[Opening Records to process section]
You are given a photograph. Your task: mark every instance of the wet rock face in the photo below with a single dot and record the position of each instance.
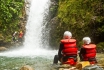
(92, 67)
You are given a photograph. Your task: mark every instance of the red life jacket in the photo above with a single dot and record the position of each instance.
(90, 51)
(69, 49)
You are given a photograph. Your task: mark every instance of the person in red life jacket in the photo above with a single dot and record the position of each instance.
(67, 53)
(20, 36)
(88, 51)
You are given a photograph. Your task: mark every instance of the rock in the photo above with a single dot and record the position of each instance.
(26, 67)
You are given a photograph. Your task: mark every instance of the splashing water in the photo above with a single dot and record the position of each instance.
(33, 37)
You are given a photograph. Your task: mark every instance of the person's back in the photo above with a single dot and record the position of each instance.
(67, 53)
(88, 51)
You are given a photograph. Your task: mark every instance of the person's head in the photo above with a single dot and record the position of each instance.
(86, 40)
(67, 35)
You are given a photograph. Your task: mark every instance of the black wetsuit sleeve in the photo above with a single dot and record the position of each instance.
(60, 50)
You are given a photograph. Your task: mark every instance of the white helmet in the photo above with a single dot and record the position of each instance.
(67, 35)
(86, 40)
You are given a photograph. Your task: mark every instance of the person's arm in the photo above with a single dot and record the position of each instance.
(60, 50)
(82, 51)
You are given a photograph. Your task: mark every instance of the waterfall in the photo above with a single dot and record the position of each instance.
(33, 45)
(34, 25)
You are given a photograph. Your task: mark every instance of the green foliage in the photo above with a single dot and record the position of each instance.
(82, 18)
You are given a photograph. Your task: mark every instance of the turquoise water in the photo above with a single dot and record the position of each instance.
(15, 63)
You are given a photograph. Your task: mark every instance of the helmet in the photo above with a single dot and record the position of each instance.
(86, 40)
(67, 35)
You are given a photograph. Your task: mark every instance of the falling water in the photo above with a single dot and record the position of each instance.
(33, 45)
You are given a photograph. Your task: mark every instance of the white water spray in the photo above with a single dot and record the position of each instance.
(33, 37)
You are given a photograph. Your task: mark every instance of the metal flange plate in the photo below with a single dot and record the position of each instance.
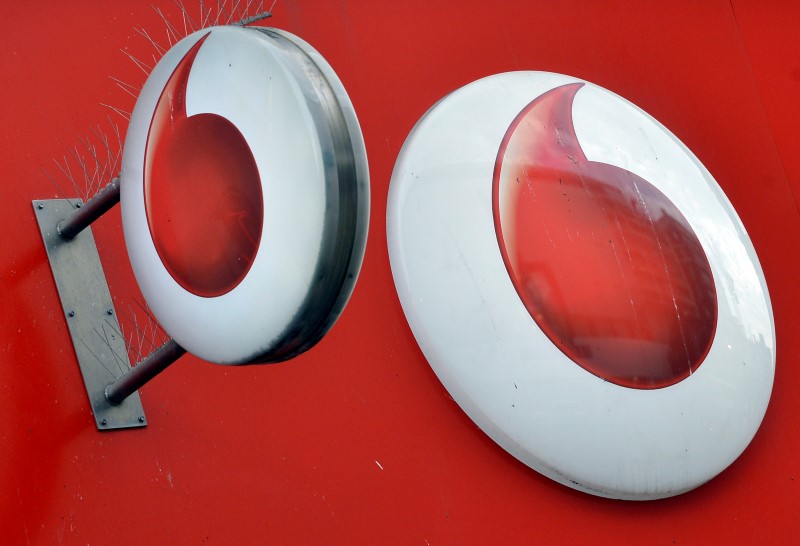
(90, 315)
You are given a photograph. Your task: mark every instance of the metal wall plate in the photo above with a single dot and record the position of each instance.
(90, 315)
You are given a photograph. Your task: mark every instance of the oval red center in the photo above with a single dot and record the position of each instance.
(202, 192)
(604, 262)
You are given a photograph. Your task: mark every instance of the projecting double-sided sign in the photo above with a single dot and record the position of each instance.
(245, 194)
(245, 206)
(581, 285)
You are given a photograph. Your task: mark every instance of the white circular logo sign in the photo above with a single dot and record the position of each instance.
(581, 285)
(245, 194)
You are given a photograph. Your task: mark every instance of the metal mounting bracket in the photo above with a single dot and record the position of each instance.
(90, 315)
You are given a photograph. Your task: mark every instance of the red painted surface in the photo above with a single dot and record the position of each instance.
(202, 192)
(356, 441)
(576, 234)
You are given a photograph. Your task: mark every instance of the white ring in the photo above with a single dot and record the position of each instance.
(301, 127)
(468, 319)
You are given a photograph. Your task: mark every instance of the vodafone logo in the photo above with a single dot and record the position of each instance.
(244, 183)
(581, 285)
(607, 266)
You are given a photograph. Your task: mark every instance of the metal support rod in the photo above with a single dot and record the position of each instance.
(93, 209)
(155, 363)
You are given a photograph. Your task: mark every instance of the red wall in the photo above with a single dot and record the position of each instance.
(356, 441)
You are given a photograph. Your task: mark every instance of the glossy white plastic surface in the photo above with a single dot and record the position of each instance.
(568, 424)
(260, 81)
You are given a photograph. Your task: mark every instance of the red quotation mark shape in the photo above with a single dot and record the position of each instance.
[Closing Records to process section]
▸ **Exercise aim**: Set down all the lines above exactly as they appear, with no pictures.

▸ **Response for this exercise**:
You are given a photograph. Your task: mark every instance of the wet rock face in the photo below with a single dot and record the position of each instance.
(92, 67)
You are given a photograph. Your task: mark every instance of the red life jacket in the photo above with a single dot and record the position of each instance.
(90, 51)
(69, 49)
You are given a photograph. Your task: mark every instance of the person in red life jacket in the photo above with a single dot and record the position of each instance.
(67, 53)
(20, 36)
(88, 51)
You are given a photograph. Your task: mark every instance of the rock in the photo above with a single dot and record the position of each instance.
(26, 67)
You are given a photograph. Your task: mark every instance of the splashing water in the photo above with a single dot and record the position of each instance.
(33, 37)
You are given a photograph. Your task: mark every instance of the person's back in the photo above with a single dot and record the position of each instance.
(67, 53)
(88, 51)
You are given a photograph. Your task: mark every instance of the person's head in the photo above with a single dot and record the position of each instance.
(86, 40)
(67, 35)
You are given a photograph. Your task: mark every instance of the black wetsuit sleeve in the photo above with a single dot and record the position of each instance.
(60, 50)
You are given a photograph. Your task: mark every instance of the white helmet in the photo above with a single dot and record the position of each instance.
(67, 35)
(86, 40)
You are given a photograph. Your task: mark every instance of the person's arm in the photo above with a single dot and record the position of each instance.
(60, 50)
(82, 51)
You are given a photograph. Your task: mark every instance of the waterfall in the photo above with a single dot and record the position of each instance.
(33, 45)
(34, 25)
You are given a photograph. Your task: mark every instance of the green foliage in the photo above with a single dot and record the position of each instance.
(82, 18)
You are given a photograph. Your task: mark every instance of the turquoise water in the photo above with a single dot and record the position of each instance.
(15, 63)
You are given a photograph. Your task: mark every instance of the helmet in the photo above with a single dot and record the position of each instance.
(86, 40)
(67, 35)
You are given a photograph. Your task: mark every instance of the falling water in the photo above with a single dot and record the position of each instance.
(33, 45)
You are given a photograph. Your task: mark every instance of the white water spray in the photo above with a single dot and record the position of each instance.
(33, 37)
You are given a photograph. Your task: mark every instance of the metal flange plate in the photo below with a single dot and record the position of each instance.
(90, 315)
You are given a photograph. Your task: mark every instance of the metal wall plate in the photo above with a single dot and record the position of each instance.
(90, 315)
You are given a photograph. Your task: mark every instance of the oval red center in the photo above with a single dot and record the position of each instance.
(202, 192)
(604, 262)
You are given a photograph. Your task: mark every instance of the projecting double-sided sign in the photo above with a single dot and record the position of each instance.
(245, 194)
(245, 206)
(581, 285)
You are given a photograph. Your task: mark every instance of the white circular logo sign in the photo above with a single dot and record the position of each instance.
(581, 285)
(245, 194)
You are given a photograph. Your task: mark every instance of the metal mounting bracket in the photo above with a single dot and record the position of each instance.
(90, 315)
You are given a photograph. Your task: mark every instance of the red painted surface in the photo above with a single dot and record the position of each instance.
(202, 192)
(356, 441)
(576, 234)
You are given a photograph. Your task: mark every instance of the white ring in the photo above with a single dot and record the position of each instance.
(301, 127)
(468, 319)
You are given a photograph. Your task: mark every instance of the vodafone logo in the photo above with a single dot and record the position of each instance.
(244, 183)
(581, 285)
(607, 266)
You are given a photograph. Your task: mark every instance of the metal support rod in the photo above with a single dot and record the position of each instance.
(93, 209)
(155, 363)
You are given a photograph. Your task: mark every instance of the red wall in the photo above with a single dot and record the position of each instance.
(356, 441)
You are given a photograph. Your task: mark every instance of the glossy white plastic surface in the photo above with a single dot and record the position of each instance.
(568, 424)
(260, 81)
You are given a photograph. Your task: mark every instance of the red quotation mark shape in the photo above with a single dot and record the position of each instance.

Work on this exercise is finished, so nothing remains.